-- Short task --
Duplicate the records below verbatim, starting with the line that contains "The locate routine indicates the green" and ending with the line that contains "x=627 y=251", both of those lines included.

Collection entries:
****************************************

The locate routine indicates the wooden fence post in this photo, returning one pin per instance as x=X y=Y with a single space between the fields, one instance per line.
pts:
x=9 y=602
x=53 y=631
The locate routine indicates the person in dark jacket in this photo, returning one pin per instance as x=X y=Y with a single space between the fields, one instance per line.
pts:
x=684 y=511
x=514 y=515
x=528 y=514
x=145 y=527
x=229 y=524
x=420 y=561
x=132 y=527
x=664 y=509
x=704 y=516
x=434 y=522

****************************************

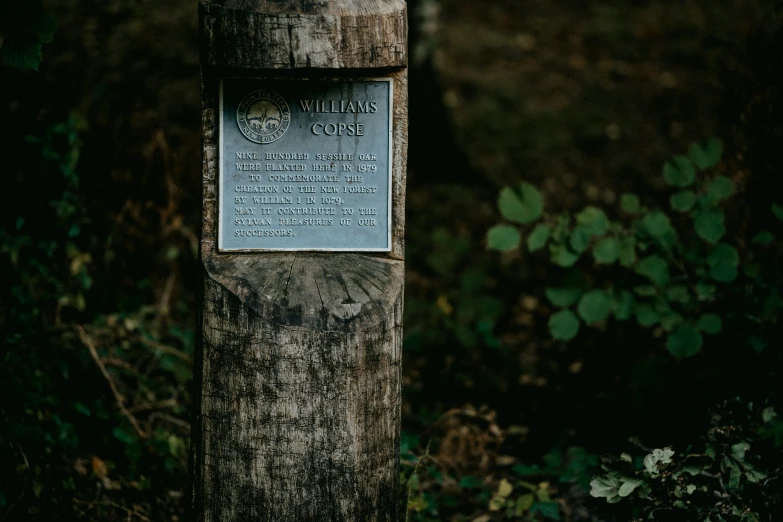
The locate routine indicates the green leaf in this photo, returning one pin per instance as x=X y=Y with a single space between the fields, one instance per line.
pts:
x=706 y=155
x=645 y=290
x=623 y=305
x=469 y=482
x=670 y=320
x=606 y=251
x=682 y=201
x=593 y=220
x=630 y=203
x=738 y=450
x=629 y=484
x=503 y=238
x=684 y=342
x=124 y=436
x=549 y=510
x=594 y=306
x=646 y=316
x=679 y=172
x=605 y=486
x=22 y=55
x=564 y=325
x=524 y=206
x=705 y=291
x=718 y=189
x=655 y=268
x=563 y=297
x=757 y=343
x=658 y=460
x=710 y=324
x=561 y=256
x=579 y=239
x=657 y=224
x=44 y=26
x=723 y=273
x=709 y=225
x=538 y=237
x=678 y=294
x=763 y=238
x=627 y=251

****************************************

-- Exercise output --
The locate routine indicates the green leaf in this photo, returning one pin per instance as x=X y=Y with a single space between the fields, one instance per line.
pts:
x=706 y=155
x=645 y=290
x=623 y=305
x=469 y=482
x=670 y=320
x=606 y=251
x=682 y=201
x=593 y=220
x=630 y=203
x=738 y=450
x=629 y=484
x=503 y=238
x=684 y=342
x=124 y=436
x=549 y=510
x=594 y=306
x=646 y=316
x=679 y=172
x=605 y=486
x=22 y=55
x=564 y=325
x=524 y=206
x=705 y=291
x=718 y=189
x=655 y=268
x=563 y=297
x=757 y=343
x=658 y=460
x=710 y=324
x=561 y=256
x=579 y=239
x=657 y=224
x=44 y=26
x=723 y=273
x=709 y=225
x=538 y=237
x=678 y=294
x=763 y=238
x=627 y=251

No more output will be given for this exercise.